Work instruction:
Continue the news passage about the congressional agreement on Medicaid funding cuts, starting after its last sentence.

Passage for review:
House and Senate negotiators agreed during recent budget talks to cut Medicaid funding by $10 billion over a five-year period.

But they also agreed, with the White House’s blessing, to create a panel that will examine better ways to administer Medicaid payments, make the proposed cuts and suggest other changes.
Nursing home advocates, who have two-thirds of their residents’ coverage paid by Medicaid, see the final compromise as a victory.
Reimbursement cuts would begin with fiscal year 2007, which gives time to figure out a way around them, or to change them, provider advocates say.
The House had called for cuts twice as deep, while the Senate called for no cut and also had proposed the Medicaid panel. The House voted 214-211 for the resolution, and the Senate approved it 52-47.

Data section:
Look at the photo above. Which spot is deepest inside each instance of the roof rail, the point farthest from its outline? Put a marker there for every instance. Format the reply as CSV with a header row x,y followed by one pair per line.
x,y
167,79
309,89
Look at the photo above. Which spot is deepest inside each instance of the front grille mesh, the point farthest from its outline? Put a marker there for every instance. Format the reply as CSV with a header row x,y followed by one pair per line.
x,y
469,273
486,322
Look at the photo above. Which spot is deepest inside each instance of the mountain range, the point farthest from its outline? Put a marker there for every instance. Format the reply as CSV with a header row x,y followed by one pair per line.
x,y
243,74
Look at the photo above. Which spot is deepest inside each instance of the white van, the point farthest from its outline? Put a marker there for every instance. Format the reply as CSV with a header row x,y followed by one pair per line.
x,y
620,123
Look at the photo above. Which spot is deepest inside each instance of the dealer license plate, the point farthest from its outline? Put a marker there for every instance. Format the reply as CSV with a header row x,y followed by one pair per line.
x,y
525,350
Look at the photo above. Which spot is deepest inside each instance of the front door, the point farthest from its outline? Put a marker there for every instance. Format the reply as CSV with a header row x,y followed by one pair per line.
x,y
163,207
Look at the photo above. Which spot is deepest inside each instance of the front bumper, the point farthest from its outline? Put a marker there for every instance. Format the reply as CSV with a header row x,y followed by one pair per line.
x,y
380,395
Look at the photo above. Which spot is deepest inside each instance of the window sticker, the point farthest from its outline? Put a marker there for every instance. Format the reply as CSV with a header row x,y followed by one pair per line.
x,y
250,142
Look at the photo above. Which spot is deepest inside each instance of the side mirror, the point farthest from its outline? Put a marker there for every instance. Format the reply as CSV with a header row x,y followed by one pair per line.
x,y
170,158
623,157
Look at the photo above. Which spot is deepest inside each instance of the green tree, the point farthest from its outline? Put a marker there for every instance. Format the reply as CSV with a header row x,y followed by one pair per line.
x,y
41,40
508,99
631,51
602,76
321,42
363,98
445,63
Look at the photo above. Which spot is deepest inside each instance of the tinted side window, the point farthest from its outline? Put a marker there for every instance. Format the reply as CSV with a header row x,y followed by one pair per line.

Answer box:
The Medicaid provisions had been seen as the most sensitive part of budget negotiations, according to some observers.
The budget is “a proposal that puts us on the path toward stabilizing and strengthening Medicaid,” said Michael Leavitt, secretary of the Department of Health and Human Services. He has the authority to name the 33 members of the new Medicaid panel (15 will have voting powers), despite protests from Democrats fearing partisan politics.
Rep. Pete Stark (D-CA) countered that the budget was an example of Republicans’ “misplaced priorities.”